Action item »
Without altering a word, return the records below, but exclude the pictures.

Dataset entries
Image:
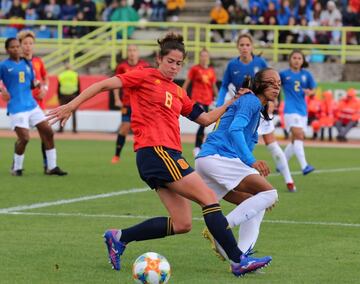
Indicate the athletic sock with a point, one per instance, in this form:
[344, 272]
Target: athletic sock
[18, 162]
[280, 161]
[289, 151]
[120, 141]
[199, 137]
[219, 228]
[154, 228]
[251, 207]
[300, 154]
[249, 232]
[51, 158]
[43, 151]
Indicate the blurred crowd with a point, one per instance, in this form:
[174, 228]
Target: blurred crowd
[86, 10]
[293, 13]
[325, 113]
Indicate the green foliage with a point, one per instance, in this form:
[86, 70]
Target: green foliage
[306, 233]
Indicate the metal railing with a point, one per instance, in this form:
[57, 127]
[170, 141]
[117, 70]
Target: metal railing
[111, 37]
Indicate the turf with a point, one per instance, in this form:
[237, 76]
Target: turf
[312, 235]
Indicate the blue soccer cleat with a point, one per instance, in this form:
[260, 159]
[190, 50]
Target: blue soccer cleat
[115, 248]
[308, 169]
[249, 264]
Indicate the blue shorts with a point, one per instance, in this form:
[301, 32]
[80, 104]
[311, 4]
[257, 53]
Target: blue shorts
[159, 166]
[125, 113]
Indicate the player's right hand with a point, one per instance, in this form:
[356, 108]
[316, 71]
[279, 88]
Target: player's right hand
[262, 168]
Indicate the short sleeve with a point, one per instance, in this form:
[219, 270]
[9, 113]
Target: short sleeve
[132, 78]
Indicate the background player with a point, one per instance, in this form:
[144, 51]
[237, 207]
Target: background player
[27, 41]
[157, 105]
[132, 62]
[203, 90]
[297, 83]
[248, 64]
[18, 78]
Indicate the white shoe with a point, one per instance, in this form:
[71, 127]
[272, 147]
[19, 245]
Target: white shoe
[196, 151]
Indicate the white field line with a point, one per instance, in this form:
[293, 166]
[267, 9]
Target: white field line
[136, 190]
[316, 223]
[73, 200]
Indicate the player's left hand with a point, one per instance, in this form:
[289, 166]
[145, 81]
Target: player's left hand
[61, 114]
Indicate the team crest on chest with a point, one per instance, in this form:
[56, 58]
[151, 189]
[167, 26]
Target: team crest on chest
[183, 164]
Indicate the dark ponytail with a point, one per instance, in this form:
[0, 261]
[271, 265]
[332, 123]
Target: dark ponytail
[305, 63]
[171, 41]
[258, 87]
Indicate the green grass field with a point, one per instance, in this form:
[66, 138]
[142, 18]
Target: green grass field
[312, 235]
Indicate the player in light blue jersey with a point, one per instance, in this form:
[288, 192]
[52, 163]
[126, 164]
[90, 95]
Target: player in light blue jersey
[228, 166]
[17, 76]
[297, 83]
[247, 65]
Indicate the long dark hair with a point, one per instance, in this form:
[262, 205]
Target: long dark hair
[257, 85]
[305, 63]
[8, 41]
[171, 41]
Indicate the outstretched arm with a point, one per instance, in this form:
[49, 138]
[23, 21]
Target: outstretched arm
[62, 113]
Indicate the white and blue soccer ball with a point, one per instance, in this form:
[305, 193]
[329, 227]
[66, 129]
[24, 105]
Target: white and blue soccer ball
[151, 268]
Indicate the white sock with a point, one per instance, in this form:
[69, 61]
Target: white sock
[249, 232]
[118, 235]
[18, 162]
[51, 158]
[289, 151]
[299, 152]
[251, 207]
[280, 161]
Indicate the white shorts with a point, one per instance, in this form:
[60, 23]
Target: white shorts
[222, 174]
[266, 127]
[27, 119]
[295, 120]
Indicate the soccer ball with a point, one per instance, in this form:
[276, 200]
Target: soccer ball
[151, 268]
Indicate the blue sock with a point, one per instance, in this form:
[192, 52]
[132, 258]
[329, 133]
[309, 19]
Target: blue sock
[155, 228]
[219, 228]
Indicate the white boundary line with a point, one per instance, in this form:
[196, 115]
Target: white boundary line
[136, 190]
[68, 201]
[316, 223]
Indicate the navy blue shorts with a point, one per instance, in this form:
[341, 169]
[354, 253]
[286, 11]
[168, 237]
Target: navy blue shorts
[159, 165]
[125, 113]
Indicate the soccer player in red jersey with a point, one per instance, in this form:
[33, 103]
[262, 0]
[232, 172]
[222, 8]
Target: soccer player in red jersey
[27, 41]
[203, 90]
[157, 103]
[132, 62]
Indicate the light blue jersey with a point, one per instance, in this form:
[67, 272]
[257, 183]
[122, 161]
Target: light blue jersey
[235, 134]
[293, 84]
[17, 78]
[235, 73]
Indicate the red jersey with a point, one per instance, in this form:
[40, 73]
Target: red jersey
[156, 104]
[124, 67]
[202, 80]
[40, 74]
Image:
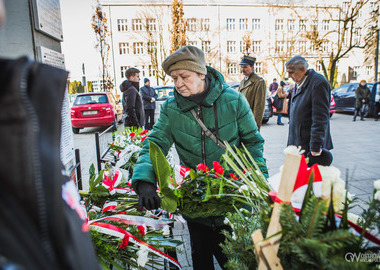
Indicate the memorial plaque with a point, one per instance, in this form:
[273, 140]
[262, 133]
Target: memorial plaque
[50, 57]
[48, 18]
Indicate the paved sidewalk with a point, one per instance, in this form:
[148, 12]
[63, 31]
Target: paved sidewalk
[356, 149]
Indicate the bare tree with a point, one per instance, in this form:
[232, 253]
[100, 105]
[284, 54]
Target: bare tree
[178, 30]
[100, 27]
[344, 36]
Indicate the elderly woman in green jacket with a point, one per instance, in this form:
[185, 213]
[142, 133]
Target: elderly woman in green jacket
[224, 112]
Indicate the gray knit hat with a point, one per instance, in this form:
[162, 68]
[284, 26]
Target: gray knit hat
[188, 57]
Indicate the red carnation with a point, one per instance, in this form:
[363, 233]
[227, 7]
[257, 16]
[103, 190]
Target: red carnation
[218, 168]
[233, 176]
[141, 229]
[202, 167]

Task response »
Image:
Indicate the athletic sock with a point, one per instance, in this form:
[344, 272]
Target: athletic sock
[18, 162]
[280, 161]
[289, 151]
[120, 141]
[199, 137]
[219, 228]
[154, 228]
[251, 207]
[300, 154]
[249, 232]
[51, 158]
[43, 151]
Indicate the blurred crowd with a point, one per instance, in this form:
[174, 228]
Target: blurred crowd
[86, 10]
[293, 13]
[325, 113]
Indicate the green foliage with a point, one per instance, in this form:
[86, 70]
Target: green foliage
[306, 233]
Indicate the metal railing with a point, one per instance, in this form:
[57, 127]
[170, 141]
[117, 70]
Target: metal railing
[111, 37]
Indicate the turf with a point, one per instance, in this form:
[237, 76]
Target: turf
[312, 235]
Indicate the blue soccer cleat with a point, one per instance, in this form:
[260, 159]
[190, 50]
Target: blue soccer cleat
[115, 248]
[308, 169]
[249, 264]
Indicate the blue shorts with a point, one per instance, in this form:
[301, 32]
[80, 104]
[311, 4]
[257, 53]
Target: blue shorts
[159, 166]
[125, 113]
Indicate the player's right hand with a point, one per instance, in this form:
[356, 108]
[316, 71]
[279, 88]
Target: player's right hand
[262, 168]
Indicate the short sleeve with a point, one per instance, in this form:
[219, 270]
[9, 113]
Target: short sleeve
[132, 78]
Indicate the background player with a point, one per instance, in this form:
[144, 51]
[237, 207]
Target: background player
[27, 41]
[157, 105]
[132, 62]
[203, 90]
[297, 83]
[248, 64]
[18, 78]
Indicate the white shoe with a point, one per instance, in this form:
[71, 127]
[272, 147]
[19, 245]
Target: white shoe
[196, 151]
Indicate the white field line with a point, one per instance, in this form:
[293, 166]
[267, 9]
Target: white field line
[136, 190]
[316, 223]
[73, 200]
Indicate the player's left hand with a point, one per instance, in this form:
[289, 166]
[145, 81]
Target: player's left hand
[61, 114]
Indicate the team crest on chest with a point, one per instance, in this form:
[56, 58]
[151, 189]
[167, 26]
Target: team crest on chest
[183, 164]
Indicate the dark ponytail with a point, one per instance, in this form:
[0, 261]
[271, 265]
[332, 123]
Target: dark ponytail
[305, 63]
[171, 41]
[258, 87]
Indicate the green grass field with a point, one per instance, in this form:
[66, 138]
[142, 18]
Target: green grass field
[312, 235]
Indicate the player in light blue jersey with a point, one per instance, in this form:
[288, 192]
[52, 163]
[126, 164]
[90, 95]
Target: player in light blue jersey
[228, 166]
[17, 76]
[297, 83]
[247, 65]
Indicate the long dark hair with a point, one per instance, in this form:
[262, 205]
Target: long dark hair
[257, 85]
[305, 63]
[8, 41]
[171, 41]
Indicate the outstretched arm with a point, one per instance, in this form:
[49, 138]
[23, 21]
Target: outstretched arm
[62, 113]
Indicate the white and blue soccer ball with a point, one per instance, in this form:
[305, 193]
[329, 227]
[66, 129]
[24, 105]
Target: white and blue soccer ball
[151, 268]
Indicate the white sock with a point, one per instance, in this form:
[69, 61]
Target: white sock
[249, 232]
[118, 235]
[18, 162]
[51, 158]
[289, 151]
[299, 152]
[251, 207]
[280, 161]
Indicate the white shorts with a point, one per instance, in this form:
[60, 23]
Target: white shorts
[222, 174]
[266, 127]
[27, 119]
[295, 120]
Indicate the soccer ball with a point, one per instance, in this form:
[276, 200]
Target: soccer ball
[151, 268]
Indicate the blue sock with a point, one per instance, in this form:
[192, 52]
[132, 258]
[329, 133]
[309, 19]
Target: blue sock
[155, 228]
[219, 228]
Indicate the white boundary line with a point, one per instance, in this form:
[196, 115]
Target: white boundary line
[136, 190]
[68, 201]
[316, 223]
Indicate the navy blue shorts with a point, one per instance, in this form:
[341, 169]
[354, 253]
[286, 11]
[168, 237]
Target: navy blue shorts
[159, 165]
[125, 113]
Indicate the soccer player in red jersey with a point, one per instance, in this form:
[33, 103]
[262, 0]
[232, 172]
[222, 8]
Target: soccer player in red jersey
[27, 41]
[203, 90]
[157, 103]
[132, 62]
Indicate the light blue jersey with a point, one per instance, in this form:
[67, 272]
[257, 183]
[122, 161]
Target: light blue jersey
[235, 134]
[293, 84]
[17, 78]
[235, 73]
Indicate the red jersey with a point, one per instance, in this form:
[40, 73]
Target: red jersey
[156, 104]
[124, 67]
[202, 80]
[40, 74]
Image:
Indicate the memorial plaque with a point, one per instance, in this form:
[273, 140]
[262, 133]
Target: memorial plaque
[50, 57]
[48, 18]
Indicate the paved sidewalk with a point, one per instance, in this form:
[148, 12]
[63, 31]
Target: paved sidewalk
[356, 149]
Indicate the bare tree with a point, one per instance, in this form:
[232, 253]
[100, 105]
[284, 54]
Target: bare tree
[178, 30]
[100, 27]
[344, 36]
Indicate the elderly woman in green jacket with a point, one per instance, in this form:
[185, 213]
[142, 133]
Target: elderly woman in green jacket
[224, 112]
Indicate the gray knit hat with a point, one per instance, in this form:
[162, 68]
[284, 26]
Target: gray knit hat
[188, 57]
Indicate the red carnation with a point, one per instance, in this form:
[363, 233]
[227, 7]
[257, 16]
[103, 190]
Target: red carnation
[218, 168]
[233, 176]
[141, 229]
[202, 167]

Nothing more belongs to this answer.